**** RECORDS SHOWN ****
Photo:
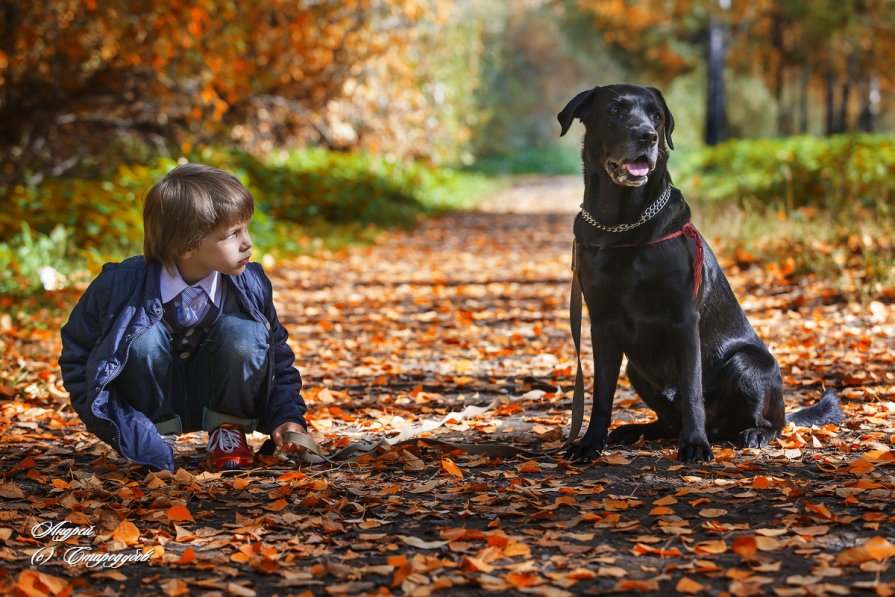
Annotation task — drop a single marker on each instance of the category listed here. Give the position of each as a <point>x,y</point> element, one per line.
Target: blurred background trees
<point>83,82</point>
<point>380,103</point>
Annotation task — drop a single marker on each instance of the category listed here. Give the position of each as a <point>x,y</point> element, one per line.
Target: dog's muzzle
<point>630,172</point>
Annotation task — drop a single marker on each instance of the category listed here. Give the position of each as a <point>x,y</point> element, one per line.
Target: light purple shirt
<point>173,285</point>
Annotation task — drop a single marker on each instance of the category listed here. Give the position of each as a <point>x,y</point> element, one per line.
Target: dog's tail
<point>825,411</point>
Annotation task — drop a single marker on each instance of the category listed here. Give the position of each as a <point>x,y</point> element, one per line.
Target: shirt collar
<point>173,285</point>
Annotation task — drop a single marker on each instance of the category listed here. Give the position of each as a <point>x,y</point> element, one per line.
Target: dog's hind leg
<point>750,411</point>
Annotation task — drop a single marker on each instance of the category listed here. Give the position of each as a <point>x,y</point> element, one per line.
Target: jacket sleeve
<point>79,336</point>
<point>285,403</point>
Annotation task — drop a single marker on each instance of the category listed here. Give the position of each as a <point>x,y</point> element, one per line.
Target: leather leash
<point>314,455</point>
****
**** RECORDS SHOWN ****
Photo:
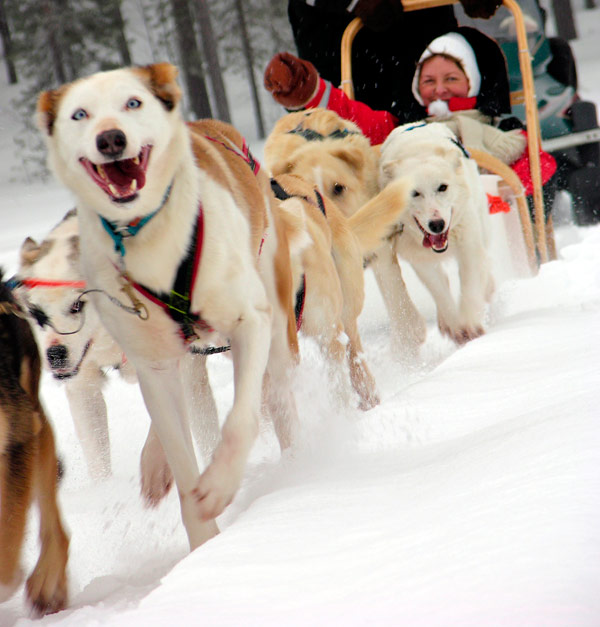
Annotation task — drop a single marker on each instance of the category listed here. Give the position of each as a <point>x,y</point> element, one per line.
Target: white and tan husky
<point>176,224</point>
****
Please pull out every line of the material above that contains the string "Target", copying each line in full.

#### RESULT OF THIS TASK
Target: blurred background trees
Target: dog's muzzle
Target: light purple shirt
Target: dog's tail
Target: shirt collar
Target: dog's hind leg
Target: jacket sleeve
Target: leather leash
Target: white and tan husky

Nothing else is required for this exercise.